_PAGE EXTRACT_:
━━━━━━━━━━
I explore media in transition. My research encompasses film, video, print, digital arts, and the web. I'm interested in what artists and writers are doing and in what critics and scholars are saying.

Friday, July 29, 2005

Virtual Healing: Remediating Video Games

As I recounted a few weeks ago, I had a dream in which VR technologies were used to help victims revisit crime scenes and thus relive their experiences (see “Virtual Reality and Memory: Revisiting Crime Scenes”). After briefly researching comparable applications in real life, I wondered how VR activated subjects’ memories in a broader context, beyond criminal investigations and trials; psychotherapeutic uses sparked my interest. I hadn’t thought about these questions again until yesterday (July 27th), when I happened to catch “Virtual Healing for Soldiers” on Life & Times, a public affairs television program I don’t usually watch. (I was dubbing my personal videos to DVD and had the TV tuned to KCET, the PBS affiliate in LA; the segment aired in between dubs. I mention this coincidence only to stress the chance operations at stake.) Since I watched only the end of the report, I went to the Life & Times Web site for more information. There I was able to listen to the nine-minute segment in RealAudio and also read a written transcript.

From Sam Louie’s report, I learned that Dr. Jim Spira, a staff psychologist at the Naval Medical Center in San Diego, is using virtual reality therapy to treat marines suffering from post-traumatic stress disorder (PTSD) as a result of their service in Iraq. According to Louie, “The government estimates that eighteen percent of American troops in Iraq will suffer from PTSD.” While connected to sensors that monitor their vital signs, patients wear VR headsets that transport them to a simulated Fallujah, which Dr. Spira can customize incrementally with various stimuli, e.g., explosions. The objective of the therapy is to simulate warlike environments, in this case Fallujah, so patients can re-experience the traumas responsible for their conditions and with the doctor’s help learn to cope.

Dr. Skip Rizzo and Jarrell Pair, researchers at the USC Institute for Creative Technology, developed the immersive virtual reality software that Dr. Spira has been using to treat PTSD. Rizzo and Pair based the program on the award-winning X-Box video game “Full Spectrum Warrior,” which they and their team at ICT had originally designed as a training tool for the Army; it was intended to have “the same holding power and repeat value as mainstream entertainment software” (ICT Games Project).
━━━━━━━━━━
(Referring expression pointing data)
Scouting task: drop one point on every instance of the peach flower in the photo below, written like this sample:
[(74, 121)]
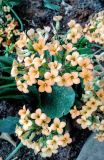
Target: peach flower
[(44, 86)]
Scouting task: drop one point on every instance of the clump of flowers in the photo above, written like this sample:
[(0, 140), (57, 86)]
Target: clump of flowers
[(92, 113), (40, 133), (45, 62), (95, 29), (8, 30)]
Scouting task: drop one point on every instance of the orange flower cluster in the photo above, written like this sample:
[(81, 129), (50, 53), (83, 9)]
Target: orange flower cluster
[(36, 131), (8, 30), (44, 62), (94, 31), (92, 113)]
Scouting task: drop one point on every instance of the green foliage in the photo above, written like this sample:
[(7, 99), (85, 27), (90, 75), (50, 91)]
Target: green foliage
[(59, 102), (49, 4), (5, 64), (84, 47), (8, 125), (10, 2)]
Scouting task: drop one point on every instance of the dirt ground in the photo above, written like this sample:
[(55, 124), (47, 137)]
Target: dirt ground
[(33, 14)]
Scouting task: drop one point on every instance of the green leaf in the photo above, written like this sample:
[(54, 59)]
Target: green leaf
[(8, 124), (49, 5), (12, 2), (59, 102)]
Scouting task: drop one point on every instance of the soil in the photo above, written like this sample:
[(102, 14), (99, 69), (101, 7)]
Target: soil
[(33, 14)]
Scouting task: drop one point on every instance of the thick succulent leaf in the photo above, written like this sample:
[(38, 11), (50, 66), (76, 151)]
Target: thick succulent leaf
[(11, 2), (59, 102), (8, 125)]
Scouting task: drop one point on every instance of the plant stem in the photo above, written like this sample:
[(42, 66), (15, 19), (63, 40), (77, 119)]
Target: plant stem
[(14, 151), (17, 17)]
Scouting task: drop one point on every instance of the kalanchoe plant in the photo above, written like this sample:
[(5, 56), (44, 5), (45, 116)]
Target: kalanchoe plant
[(54, 66), (40, 133)]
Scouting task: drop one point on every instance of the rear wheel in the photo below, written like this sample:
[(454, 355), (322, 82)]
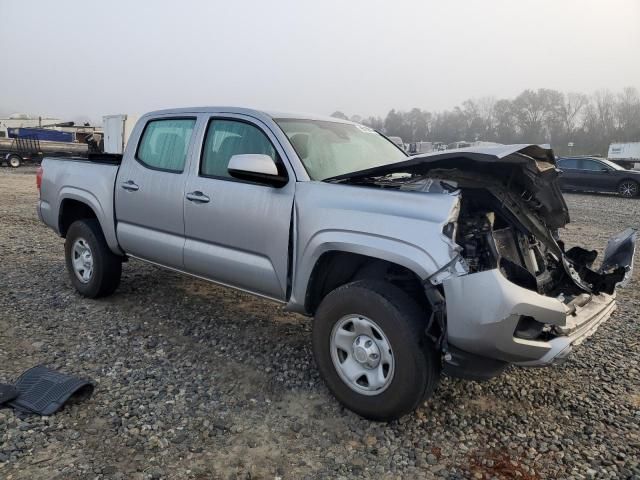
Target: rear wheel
[(628, 188), (371, 348), (93, 268), (14, 161)]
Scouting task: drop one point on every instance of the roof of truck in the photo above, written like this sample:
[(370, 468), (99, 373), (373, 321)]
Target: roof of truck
[(246, 111)]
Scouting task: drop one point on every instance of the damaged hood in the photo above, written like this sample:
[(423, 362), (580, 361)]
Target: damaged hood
[(527, 171)]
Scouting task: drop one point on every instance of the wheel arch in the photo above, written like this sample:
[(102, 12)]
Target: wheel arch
[(337, 267), (77, 204)]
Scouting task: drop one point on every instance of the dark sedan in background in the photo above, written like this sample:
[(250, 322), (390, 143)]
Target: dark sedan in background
[(592, 174)]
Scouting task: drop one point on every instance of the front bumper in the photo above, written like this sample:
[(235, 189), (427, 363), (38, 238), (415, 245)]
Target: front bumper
[(484, 308)]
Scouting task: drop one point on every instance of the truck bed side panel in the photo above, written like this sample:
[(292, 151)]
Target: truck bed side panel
[(84, 181)]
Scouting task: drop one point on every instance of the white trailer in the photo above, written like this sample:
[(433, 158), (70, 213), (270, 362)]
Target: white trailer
[(117, 129), (626, 154)]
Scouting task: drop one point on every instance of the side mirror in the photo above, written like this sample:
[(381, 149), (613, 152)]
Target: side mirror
[(256, 167)]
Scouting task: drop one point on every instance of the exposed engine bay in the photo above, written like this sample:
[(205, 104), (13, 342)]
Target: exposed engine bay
[(509, 216)]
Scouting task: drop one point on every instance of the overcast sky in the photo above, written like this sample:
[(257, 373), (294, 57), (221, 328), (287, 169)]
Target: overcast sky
[(75, 57)]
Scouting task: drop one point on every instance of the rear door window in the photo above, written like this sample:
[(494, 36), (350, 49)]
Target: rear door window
[(164, 144)]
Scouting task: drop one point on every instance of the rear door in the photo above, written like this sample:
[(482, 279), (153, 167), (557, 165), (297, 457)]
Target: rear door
[(149, 192), (237, 232)]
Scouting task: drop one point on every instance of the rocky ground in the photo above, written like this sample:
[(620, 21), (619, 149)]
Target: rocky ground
[(197, 381)]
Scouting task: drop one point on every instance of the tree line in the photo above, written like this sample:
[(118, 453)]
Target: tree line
[(590, 122)]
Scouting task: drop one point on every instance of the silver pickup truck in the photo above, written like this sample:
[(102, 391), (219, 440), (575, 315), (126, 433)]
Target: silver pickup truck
[(411, 266)]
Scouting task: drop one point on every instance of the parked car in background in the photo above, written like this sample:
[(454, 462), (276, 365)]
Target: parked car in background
[(594, 174), (398, 141), (626, 155)]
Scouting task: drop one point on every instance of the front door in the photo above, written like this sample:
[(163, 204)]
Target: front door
[(237, 232), (149, 192)]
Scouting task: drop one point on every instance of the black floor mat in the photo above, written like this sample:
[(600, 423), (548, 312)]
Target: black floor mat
[(44, 391), (7, 393)]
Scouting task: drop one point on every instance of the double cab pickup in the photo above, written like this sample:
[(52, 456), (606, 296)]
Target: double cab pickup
[(410, 266)]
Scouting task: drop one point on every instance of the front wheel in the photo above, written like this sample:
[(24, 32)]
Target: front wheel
[(93, 268), (370, 346), (628, 188)]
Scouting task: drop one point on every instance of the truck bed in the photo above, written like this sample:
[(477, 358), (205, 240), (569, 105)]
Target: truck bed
[(73, 179)]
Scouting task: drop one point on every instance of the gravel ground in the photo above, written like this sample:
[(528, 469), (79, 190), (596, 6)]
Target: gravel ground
[(198, 381)]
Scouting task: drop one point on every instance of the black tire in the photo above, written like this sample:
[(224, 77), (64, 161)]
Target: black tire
[(106, 266), (628, 188), (14, 161), (402, 321)]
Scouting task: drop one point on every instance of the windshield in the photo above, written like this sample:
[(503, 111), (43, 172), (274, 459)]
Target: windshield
[(329, 149)]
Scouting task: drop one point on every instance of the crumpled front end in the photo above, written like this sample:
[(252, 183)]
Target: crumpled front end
[(525, 300)]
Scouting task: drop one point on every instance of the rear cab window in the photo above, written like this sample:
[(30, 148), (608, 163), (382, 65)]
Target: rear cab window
[(164, 144)]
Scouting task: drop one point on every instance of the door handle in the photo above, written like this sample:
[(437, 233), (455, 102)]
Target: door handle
[(197, 197), (130, 185)]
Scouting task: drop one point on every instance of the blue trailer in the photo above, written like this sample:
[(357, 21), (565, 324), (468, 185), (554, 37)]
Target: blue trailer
[(42, 134)]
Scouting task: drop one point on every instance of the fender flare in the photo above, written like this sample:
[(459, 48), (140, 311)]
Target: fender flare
[(105, 218), (393, 250)]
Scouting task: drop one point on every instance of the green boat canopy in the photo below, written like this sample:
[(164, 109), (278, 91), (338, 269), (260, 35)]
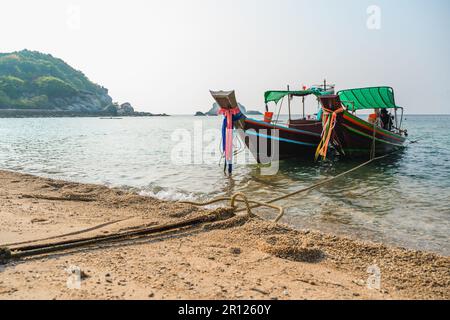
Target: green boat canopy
[(276, 96), (368, 98)]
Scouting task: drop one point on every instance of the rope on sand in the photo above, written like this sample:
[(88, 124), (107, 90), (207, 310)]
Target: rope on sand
[(7, 254), (99, 226)]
━━━━━━━━━━
_EXERCISE TASKS_:
1. Reproduce the passage of the post on virtual reality therapy, starting at the words "From Sam Louie’s" and ending after the words "learn to cope.".
2. According to the post on virtual reality therapy, what share of American troops in Iraq does the government estimate will suffer from PTSD?
3. Name every person mentioned by name in the post on virtual reality therapy.
These records come from a separate source and are not connected to the post on virtual reality therapy.

_SET OF ANSWERS_:
1.
From Sam Louie’s report, I learned that Dr. Jim Spira, a staff psychologist at the Naval Medical Center in San Diego, is using virtual reality therapy to treat marines suffering from post-traumatic stress disorder (PTSD) as a result of their service in Iraq. According to Louie, “The government estimates that eighteen percent of American troops in Iraq will suffer from PTSD.” While connected to sensors that monitor their vital signs, patients wear VR headsets that transport them to a simulated Fallujah, which Dr. Spira can customize incrementally with various stimuli, e.g., explosions. The objective of the therapy is to simulate warlike environments, in this case Fallujah, so patients can re-experience the traumas responsible for their conditions and with the doctor’s help learn to cope.

2. Eighteen percent.

3. Sam Louie, Dr. Jim Spira, Dr. Skip Rizzo, Jarrell Pair